__Data rows__:
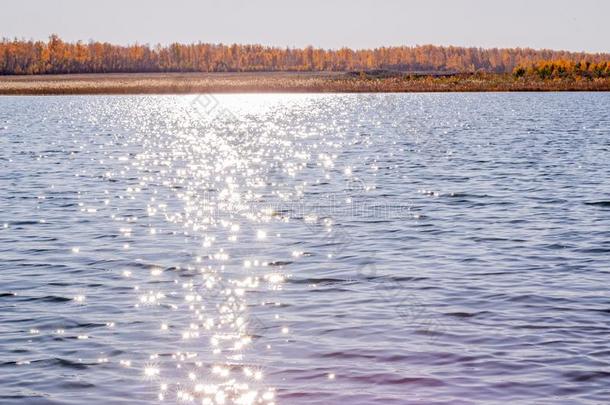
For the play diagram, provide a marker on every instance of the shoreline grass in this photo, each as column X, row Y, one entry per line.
column 278, row 82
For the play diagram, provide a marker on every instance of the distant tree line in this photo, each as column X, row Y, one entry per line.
column 56, row 56
column 561, row 69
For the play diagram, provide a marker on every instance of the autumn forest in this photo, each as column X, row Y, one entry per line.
column 22, row 57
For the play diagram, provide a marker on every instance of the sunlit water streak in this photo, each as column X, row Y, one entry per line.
column 304, row 249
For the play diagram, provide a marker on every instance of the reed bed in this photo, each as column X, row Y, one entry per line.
column 181, row 83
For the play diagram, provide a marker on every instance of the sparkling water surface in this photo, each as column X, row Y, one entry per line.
column 305, row 249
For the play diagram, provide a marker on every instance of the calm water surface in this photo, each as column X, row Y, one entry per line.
column 305, row 249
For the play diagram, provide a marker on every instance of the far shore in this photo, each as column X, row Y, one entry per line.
column 278, row 82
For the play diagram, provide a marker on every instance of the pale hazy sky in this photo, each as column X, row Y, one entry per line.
column 558, row 24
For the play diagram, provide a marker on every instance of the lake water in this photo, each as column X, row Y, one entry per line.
column 305, row 249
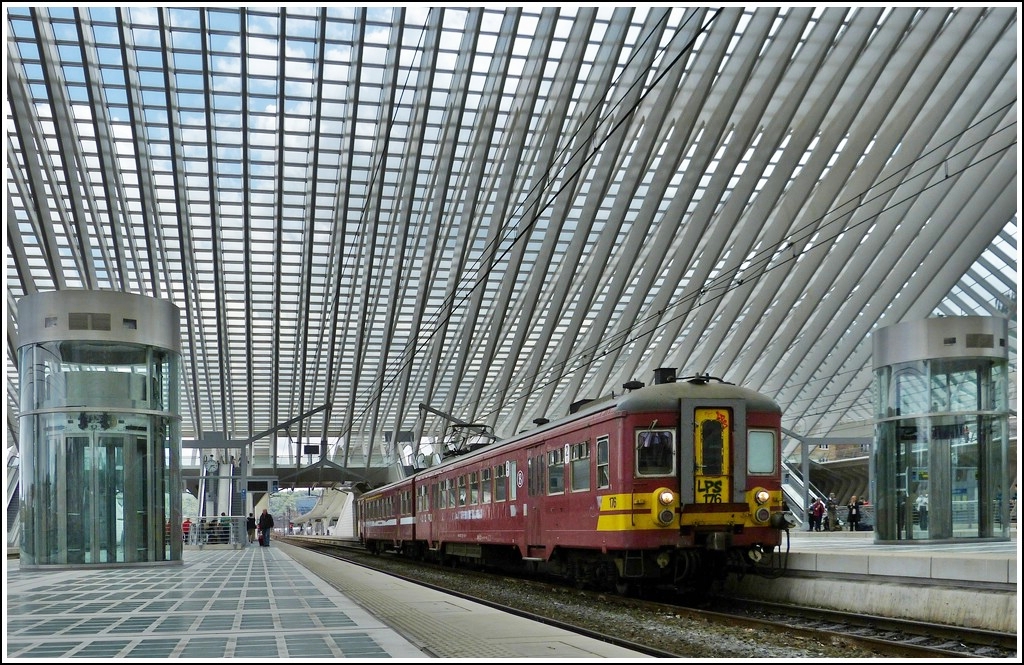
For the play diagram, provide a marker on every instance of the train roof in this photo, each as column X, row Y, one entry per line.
column 658, row 397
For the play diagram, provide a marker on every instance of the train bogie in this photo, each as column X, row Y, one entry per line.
column 670, row 484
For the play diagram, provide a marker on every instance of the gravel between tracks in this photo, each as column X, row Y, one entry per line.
column 673, row 632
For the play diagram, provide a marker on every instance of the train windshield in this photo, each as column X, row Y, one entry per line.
column 655, row 452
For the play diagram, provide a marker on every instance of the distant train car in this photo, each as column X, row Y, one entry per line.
column 673, row 484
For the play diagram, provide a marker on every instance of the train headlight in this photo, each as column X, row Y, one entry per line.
column 664, row 510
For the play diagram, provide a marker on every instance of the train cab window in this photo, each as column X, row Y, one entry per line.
column 580, row 466
column 485, row 486
column 603, row 475
column 556, row 471
column 501, row 483
column 474, row 488
column 761, row 452
column 655, row 452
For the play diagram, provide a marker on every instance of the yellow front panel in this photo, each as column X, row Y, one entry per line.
column 713, row 430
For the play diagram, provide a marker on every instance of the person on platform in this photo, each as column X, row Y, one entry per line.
column 251, row 528
column 817, row 512
column 921, row 505
column 832, row 510
column 265, row 527
column 853, row 510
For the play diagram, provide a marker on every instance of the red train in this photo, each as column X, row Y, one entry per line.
column 673, row 484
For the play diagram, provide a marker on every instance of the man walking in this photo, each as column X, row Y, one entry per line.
column 265, row 527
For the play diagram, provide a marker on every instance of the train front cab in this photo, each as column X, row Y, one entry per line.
column 730, row 480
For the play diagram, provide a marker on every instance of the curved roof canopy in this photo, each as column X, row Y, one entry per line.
column 498, row 211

__Job__: Can you retype every record above exactly, leaving out the pictures?

__Task answer__:
For the play diagram, provide a marker on every instance of the shoreline grass in this photo, each as column X, row Y, one entry per line.
column 278, row 82
For the play diagram, provide a marker on every instance of the distant tree line in this photo, each as column X, row Y, one entry per line.
column 56, row 56
column 561, row 69
For the play diagram, provide a marker on every instance of the autumn forest in this photo, each as column X, row Y, one entry per line.
column 22, row 57
For the play diagram, provide a marker on every instance of the sunlit water streak in this photo, each as column X, row Y, one entry per line.
column 304, row 249
For the play diagram, provide a marker on every instance of the reed bed in this photo, each as column X, row Y, one entry per line.
column 181, row 83
For the play diagram, provide a marker on every instance of the sparkling water surface in this photo, each as column X, row Y, one entry per line.
column 305, row 249
For the play diagram, provide a marker on every instance of the calm water surface in this photo, each as column X, row Y, one entry per line.
column 305, row 249
For the play diagram, provide a marker on every instance of the far shore in this photo, each as column X, row Y, one entry per line.
column 278, row 82
For the play diagram, provide a marker on every instance of the pale hazy sky in this photo, each as column X, row Y, one entry per line.
column 558, row 24
For the play diagram, provide a marker on every instance of the lake water in this photo, each as column X, row Y, one entry per line.
column 305, row 249
For the play diagram, provide a marker on every instance of the train roof in this photo, each as column X, row Y, one entry per line.
column 658, row 397
For the play diagram, provide a marker on every instance of the train bogie in this photo, each as column X, row Y, one entry per line.
column 670, row 484
For the play diagram, provide a marker on every instance of the gravel between tracks in this photo, each as column X, row Y, one entry per line.
column 673, row 632
For the play diagram, provide a marker on every instance of the train windshield in this photo, each as column X, row Y, one entry per line.
column 655, row 452
For the play diagram, provide a marker on every instance of the distant train car in this photo, each as column X, row Y, one entry per line.
column 673, row 484
For the play diagram, provide a marker on every instance of the train headlight in this photo, each as column X, row Y, one entry per line.
column 664, row 510
For the play diagram, provide a marker on every instance of the train cab window in this photo, each as column X, row Y, one entry per line.
column 580, row 466
column 485, row 486
column 603, row 475
column 556, row 471
column 501, row 483
column 474, row 488
column 761, row 452
column 655, row 452
For the play diagram, provide a marker on every instance of the yellow front panel in this photo, each as column X, row Y, one entry per line.
column 713, row 430
For the play diagram, provide a marker on every instance of the person on platform in this photo, each as column X, row Y, one entry per line.
column 251, row 528
column 817, row 512
column 921, row 505
column 832, row 510
column 265, row 527
column 853, row 510
For the play diagram, provide a marker on every instance of the red train in this photo, each as column X, row Y, one entry per line.
column 673, row 484
For the play diagram, provide a marker on every instance of the man walking in this photo, each as column X, row Y, one entry per line.
column 265, row 527
For the play diagram, provide a marker on every instance of the train front cab in this photo, each as column X, row Y, one entry per line.
column 730, row 480
For the play diagram, provide a marker on every instance of the curved roof canopy in this photo, each as column X, row Y, one entry per line.
column 498, row 211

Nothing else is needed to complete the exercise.